GIVEN TEXT ->
>> begin

For the madness of domination and difference explodes into a war in which citizen, neighbor, and brother kill one another. At the center of the novel is the evil inherent in an order in which one person or group would force another to do its will, and a subsequent retelling does not hide it, but reveals that it resides at different levels in the cultural order: in the behavior of a white mistress who is experiencing failing power, in poor whites who fear loss of virility and so beat someone in their midst who boasts differences (12-8-30), with a slave who would deprecate another for her own gain (60-61). The social order often sacrifices those who threaten the order or are considered less important in maintaining it, first of all slaves, but also Mrs. Ringer's daughters, who have children without fathers (120), Lawndis, who cries in an unmanly fashion (129), and Casper, whose "paw's no account" (128) -black, female, simple, or poor. To refuse the social order, however, even as Nancy does for a good, exposes everyone to "explosion" and "arbitrariness" (Kristeva, Reader 204), to life without order, in other words, to war. After war, of course, people reconsolidate into a new oppressive order, such as Reconstruction, Jim Crowism, McCarthyism, or consumerism. The discourse breaks and reforms into a new but, nonetheless, coercive discourse. Sapphira, Jezebel, Till, and the "I" would have their stories define those of others.

>> end

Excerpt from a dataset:
>> begin

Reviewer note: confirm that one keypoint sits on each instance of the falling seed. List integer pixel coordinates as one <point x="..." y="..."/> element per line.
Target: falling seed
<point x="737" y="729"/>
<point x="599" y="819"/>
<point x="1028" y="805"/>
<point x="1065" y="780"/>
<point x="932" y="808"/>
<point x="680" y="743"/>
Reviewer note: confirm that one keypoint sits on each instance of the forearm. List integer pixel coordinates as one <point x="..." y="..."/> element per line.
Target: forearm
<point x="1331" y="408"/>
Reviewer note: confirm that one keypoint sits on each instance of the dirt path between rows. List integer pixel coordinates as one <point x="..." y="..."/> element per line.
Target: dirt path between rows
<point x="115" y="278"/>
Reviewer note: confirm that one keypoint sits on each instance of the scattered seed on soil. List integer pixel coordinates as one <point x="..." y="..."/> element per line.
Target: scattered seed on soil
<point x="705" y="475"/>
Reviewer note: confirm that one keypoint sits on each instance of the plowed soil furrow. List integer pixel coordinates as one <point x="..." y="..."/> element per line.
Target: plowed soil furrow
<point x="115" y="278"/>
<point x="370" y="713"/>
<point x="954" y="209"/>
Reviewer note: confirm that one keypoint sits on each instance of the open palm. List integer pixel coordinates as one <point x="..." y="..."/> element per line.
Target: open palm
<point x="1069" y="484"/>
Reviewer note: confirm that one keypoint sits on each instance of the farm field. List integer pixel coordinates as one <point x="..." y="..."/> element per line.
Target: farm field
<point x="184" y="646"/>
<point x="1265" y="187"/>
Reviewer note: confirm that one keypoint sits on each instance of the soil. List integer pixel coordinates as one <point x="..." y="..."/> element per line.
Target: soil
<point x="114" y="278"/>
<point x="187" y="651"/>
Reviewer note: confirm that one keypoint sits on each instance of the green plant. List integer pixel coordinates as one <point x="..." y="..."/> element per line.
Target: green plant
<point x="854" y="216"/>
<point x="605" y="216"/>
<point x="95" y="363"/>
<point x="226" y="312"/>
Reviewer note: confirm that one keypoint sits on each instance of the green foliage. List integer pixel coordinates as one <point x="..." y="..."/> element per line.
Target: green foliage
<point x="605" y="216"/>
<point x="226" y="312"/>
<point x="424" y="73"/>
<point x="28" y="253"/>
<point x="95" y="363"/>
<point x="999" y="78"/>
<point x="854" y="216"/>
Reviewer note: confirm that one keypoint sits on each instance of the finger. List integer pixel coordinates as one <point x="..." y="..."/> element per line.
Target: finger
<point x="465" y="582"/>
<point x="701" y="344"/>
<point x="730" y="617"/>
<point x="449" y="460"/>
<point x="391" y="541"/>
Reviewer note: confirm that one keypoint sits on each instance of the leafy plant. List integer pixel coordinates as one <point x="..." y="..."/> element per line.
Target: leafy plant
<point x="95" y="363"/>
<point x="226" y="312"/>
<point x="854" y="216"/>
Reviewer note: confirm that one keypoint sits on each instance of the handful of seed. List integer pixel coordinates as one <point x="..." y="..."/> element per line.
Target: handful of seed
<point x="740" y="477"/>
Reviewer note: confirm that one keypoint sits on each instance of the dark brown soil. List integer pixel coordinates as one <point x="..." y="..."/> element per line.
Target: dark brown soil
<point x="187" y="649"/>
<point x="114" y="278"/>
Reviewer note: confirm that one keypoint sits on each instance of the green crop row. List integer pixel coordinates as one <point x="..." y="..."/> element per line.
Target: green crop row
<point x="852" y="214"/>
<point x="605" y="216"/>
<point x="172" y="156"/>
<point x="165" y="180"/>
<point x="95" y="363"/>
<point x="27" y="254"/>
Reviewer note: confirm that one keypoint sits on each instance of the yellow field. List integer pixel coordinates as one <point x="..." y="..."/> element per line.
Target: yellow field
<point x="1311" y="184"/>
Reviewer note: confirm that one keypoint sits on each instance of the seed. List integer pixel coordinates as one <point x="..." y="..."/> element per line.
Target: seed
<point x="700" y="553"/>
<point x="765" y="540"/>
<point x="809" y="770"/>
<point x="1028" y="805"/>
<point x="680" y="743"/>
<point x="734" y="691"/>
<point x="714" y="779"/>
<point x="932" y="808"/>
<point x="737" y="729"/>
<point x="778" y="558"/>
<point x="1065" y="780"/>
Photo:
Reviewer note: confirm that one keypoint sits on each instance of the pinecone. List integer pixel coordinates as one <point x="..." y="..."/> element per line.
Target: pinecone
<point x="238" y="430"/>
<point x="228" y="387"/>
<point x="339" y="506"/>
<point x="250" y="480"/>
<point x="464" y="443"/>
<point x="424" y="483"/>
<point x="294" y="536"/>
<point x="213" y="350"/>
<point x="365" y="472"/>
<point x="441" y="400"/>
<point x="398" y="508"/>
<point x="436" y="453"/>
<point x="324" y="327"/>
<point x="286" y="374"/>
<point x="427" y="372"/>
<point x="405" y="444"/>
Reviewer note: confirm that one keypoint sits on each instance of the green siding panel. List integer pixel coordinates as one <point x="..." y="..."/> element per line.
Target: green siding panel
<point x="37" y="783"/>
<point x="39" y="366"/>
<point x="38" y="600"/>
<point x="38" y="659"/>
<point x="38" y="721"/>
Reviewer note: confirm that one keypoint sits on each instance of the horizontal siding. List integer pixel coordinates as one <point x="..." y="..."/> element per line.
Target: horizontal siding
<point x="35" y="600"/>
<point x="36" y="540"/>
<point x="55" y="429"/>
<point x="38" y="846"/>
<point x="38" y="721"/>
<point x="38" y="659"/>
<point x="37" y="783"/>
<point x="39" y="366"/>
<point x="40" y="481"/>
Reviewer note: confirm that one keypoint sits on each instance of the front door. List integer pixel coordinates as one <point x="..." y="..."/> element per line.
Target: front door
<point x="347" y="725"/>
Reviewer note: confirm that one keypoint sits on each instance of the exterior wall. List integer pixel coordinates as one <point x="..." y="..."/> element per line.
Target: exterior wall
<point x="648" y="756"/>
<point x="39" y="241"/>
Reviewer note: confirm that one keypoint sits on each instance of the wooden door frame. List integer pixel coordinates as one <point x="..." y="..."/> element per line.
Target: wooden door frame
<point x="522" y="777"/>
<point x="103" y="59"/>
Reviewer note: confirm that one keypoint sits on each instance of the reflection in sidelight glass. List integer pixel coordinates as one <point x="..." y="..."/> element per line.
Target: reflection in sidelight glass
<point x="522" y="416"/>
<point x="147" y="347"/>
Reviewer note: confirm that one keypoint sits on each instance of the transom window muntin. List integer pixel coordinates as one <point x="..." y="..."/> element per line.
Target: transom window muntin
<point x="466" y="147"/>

>> end

JOBS ->
1. In the literary-criticism passage, which new oppressive orders are named as forming after war?
2. Please translate this sentence from the literary-criticism passage into Spanish: "The discourse breaks and reforms into a new but, nonetheless, coercive discourse."

SOLUTIONS TO THE EXERCISE ->
1. Reconstruction, Jim Crowism, McCarthyism, and consumerism.

2. El discurso se quiebra y se reforma en un discurso nuevo pero, no obstante, coercitivo.